■ **RAW DATA**
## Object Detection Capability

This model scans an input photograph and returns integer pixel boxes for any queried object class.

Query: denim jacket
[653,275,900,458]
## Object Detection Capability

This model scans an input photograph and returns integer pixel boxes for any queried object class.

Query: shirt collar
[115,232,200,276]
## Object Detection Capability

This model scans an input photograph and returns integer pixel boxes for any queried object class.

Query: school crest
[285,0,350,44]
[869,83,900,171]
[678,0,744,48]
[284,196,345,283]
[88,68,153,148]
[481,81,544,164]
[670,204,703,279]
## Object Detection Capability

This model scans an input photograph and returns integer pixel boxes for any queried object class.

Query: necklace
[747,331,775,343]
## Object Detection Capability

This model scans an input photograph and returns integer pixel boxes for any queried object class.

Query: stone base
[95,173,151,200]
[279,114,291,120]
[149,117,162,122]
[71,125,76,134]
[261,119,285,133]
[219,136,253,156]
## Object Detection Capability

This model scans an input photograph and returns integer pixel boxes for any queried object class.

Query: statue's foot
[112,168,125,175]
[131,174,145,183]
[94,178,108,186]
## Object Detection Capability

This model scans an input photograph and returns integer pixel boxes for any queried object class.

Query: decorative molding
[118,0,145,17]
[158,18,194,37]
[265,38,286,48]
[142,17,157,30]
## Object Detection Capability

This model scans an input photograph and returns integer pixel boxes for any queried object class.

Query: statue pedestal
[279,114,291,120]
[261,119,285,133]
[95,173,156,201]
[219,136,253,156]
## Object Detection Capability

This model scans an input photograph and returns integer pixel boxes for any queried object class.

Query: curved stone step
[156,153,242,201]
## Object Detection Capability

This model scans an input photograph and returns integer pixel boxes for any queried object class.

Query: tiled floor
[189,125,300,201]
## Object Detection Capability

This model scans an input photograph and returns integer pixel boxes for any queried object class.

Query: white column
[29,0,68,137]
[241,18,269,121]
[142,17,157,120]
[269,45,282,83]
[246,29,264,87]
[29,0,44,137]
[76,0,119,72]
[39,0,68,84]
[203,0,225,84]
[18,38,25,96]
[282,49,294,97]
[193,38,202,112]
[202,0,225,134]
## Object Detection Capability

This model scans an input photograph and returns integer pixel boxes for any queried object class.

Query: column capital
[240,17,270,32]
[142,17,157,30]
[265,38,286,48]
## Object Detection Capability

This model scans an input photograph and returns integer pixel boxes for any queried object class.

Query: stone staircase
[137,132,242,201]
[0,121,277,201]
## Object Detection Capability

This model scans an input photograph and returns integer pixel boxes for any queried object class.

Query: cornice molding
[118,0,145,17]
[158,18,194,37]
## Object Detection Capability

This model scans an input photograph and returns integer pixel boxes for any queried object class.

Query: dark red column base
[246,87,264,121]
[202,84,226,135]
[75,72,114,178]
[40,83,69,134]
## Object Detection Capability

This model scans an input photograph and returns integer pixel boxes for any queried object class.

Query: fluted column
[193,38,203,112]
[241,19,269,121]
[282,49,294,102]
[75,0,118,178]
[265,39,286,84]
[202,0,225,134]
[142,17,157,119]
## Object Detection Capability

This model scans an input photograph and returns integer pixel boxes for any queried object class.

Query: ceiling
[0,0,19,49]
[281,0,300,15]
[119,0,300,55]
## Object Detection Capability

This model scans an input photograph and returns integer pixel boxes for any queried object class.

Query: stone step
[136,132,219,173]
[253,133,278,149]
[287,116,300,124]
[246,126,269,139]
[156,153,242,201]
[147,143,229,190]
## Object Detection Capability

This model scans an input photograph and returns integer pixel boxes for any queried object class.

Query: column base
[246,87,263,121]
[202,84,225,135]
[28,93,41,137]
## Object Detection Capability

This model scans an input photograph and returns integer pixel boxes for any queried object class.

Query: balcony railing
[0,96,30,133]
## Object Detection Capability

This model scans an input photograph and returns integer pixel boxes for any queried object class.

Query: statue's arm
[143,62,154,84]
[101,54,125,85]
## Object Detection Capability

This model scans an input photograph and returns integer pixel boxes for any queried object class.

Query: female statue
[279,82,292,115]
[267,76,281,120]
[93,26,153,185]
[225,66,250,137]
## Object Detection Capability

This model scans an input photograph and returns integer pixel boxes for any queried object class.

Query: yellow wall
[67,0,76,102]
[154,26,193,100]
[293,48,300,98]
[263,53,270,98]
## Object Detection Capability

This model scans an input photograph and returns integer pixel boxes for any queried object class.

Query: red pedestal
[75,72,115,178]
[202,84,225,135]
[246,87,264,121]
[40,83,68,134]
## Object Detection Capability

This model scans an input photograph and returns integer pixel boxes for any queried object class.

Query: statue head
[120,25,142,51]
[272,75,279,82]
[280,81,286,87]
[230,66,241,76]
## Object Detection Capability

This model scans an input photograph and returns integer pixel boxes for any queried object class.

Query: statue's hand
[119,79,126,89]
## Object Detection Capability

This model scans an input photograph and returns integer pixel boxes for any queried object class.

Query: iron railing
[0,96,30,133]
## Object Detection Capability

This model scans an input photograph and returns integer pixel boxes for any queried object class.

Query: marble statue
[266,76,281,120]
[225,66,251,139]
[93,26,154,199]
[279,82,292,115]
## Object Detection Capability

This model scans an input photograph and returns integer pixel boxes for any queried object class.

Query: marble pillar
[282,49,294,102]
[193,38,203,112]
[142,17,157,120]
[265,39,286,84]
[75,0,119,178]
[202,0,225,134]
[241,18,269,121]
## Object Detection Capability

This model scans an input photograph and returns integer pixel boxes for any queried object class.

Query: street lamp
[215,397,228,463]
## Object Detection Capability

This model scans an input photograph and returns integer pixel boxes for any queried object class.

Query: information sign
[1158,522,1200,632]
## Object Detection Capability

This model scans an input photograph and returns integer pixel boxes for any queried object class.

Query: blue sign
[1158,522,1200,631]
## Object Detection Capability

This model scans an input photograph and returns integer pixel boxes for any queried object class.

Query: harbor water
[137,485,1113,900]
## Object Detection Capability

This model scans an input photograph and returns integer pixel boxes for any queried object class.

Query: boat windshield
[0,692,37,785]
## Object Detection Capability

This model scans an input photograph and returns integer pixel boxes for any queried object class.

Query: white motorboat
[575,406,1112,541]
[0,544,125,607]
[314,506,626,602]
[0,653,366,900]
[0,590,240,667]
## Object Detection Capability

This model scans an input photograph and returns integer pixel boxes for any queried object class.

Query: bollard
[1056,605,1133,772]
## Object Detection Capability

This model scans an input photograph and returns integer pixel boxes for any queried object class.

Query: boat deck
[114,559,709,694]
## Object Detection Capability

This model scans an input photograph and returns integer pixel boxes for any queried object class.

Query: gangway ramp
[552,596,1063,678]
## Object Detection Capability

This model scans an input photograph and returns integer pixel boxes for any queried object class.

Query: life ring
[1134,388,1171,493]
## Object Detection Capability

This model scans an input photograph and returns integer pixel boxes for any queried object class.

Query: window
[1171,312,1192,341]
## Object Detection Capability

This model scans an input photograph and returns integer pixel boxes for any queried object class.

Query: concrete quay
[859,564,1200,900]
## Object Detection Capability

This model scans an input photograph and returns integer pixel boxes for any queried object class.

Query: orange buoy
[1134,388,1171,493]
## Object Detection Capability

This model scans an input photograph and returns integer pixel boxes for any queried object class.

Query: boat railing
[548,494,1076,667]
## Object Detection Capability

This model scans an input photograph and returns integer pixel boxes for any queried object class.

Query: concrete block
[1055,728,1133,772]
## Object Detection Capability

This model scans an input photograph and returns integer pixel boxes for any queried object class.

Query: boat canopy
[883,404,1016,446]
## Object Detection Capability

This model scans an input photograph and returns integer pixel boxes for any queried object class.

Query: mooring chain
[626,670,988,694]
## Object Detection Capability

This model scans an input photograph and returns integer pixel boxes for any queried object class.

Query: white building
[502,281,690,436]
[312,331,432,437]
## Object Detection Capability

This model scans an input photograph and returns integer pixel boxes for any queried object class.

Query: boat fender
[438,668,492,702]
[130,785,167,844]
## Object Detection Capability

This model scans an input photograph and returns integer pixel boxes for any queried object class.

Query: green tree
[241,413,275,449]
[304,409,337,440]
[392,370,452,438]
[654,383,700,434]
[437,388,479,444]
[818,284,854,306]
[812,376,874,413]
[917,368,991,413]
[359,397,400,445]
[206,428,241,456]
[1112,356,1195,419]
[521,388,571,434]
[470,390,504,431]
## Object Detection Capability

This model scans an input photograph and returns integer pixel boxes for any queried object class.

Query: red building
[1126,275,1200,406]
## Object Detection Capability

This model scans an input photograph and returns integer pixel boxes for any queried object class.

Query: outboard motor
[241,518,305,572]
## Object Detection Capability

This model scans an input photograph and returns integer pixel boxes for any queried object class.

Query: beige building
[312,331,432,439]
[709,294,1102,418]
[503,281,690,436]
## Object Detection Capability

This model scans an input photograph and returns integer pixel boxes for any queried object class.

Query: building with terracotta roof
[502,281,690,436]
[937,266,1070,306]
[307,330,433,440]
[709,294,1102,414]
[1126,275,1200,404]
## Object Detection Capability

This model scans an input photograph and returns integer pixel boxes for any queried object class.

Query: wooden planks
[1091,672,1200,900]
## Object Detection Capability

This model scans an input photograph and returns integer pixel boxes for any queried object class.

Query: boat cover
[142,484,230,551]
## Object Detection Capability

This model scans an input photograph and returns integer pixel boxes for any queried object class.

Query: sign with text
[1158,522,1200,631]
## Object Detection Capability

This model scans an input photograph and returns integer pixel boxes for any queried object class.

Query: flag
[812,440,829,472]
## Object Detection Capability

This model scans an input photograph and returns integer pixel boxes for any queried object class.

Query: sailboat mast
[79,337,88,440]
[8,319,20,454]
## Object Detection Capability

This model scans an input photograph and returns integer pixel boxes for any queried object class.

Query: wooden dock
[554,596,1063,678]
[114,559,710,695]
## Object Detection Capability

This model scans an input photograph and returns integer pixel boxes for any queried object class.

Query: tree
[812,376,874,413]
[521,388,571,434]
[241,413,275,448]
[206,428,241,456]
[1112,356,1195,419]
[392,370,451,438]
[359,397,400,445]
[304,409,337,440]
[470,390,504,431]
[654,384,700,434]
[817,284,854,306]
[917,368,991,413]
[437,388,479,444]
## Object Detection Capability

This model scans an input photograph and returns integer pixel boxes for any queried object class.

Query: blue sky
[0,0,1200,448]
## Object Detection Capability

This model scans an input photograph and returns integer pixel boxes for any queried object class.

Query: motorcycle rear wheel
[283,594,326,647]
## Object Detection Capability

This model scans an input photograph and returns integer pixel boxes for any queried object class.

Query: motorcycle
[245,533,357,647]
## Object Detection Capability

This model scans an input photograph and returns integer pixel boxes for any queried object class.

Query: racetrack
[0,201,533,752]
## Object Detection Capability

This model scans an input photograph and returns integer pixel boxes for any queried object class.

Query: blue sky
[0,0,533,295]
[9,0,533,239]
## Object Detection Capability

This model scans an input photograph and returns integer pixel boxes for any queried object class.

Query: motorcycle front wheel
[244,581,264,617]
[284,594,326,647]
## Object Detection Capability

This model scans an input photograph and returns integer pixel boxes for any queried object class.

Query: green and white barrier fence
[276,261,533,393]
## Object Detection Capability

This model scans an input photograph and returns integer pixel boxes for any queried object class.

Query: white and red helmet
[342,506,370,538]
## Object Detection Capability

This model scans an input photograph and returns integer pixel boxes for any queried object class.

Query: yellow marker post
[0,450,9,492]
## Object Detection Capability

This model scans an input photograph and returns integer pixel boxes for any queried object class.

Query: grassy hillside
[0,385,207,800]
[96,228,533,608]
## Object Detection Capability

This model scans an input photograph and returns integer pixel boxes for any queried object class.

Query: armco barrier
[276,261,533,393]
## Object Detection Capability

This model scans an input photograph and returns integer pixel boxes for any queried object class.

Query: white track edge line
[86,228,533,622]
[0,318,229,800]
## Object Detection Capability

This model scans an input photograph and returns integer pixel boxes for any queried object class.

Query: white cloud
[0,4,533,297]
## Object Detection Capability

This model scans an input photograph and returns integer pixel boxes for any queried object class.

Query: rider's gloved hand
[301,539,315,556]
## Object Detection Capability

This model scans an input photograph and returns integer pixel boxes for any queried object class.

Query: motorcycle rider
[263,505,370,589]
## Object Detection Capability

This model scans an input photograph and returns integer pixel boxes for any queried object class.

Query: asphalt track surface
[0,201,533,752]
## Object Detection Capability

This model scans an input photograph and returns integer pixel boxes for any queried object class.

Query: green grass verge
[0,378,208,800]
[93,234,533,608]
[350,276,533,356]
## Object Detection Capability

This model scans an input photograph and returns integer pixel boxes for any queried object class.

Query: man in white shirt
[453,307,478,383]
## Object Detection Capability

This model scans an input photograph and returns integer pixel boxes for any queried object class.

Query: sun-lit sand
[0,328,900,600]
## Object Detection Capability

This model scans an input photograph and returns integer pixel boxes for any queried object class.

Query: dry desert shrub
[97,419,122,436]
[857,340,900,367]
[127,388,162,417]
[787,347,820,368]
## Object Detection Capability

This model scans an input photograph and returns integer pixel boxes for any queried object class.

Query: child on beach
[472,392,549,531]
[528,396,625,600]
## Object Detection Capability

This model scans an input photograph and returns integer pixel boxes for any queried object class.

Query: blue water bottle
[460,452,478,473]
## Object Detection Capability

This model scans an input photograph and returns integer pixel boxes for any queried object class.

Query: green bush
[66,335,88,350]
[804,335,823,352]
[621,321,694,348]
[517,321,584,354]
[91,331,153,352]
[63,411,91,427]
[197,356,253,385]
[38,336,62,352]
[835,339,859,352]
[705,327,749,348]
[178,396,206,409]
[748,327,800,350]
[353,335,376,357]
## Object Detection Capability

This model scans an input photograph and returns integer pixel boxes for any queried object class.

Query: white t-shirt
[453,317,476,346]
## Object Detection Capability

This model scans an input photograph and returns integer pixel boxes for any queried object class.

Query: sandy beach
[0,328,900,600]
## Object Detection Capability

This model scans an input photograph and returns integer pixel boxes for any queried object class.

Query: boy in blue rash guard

■ **PROBLEM DETAILS**
List every line in the items above that contains the word "barrier", copying each line in full.

■ **REPLY TO THE TASK**
Query: green and white barrier fence
Query: armco barrier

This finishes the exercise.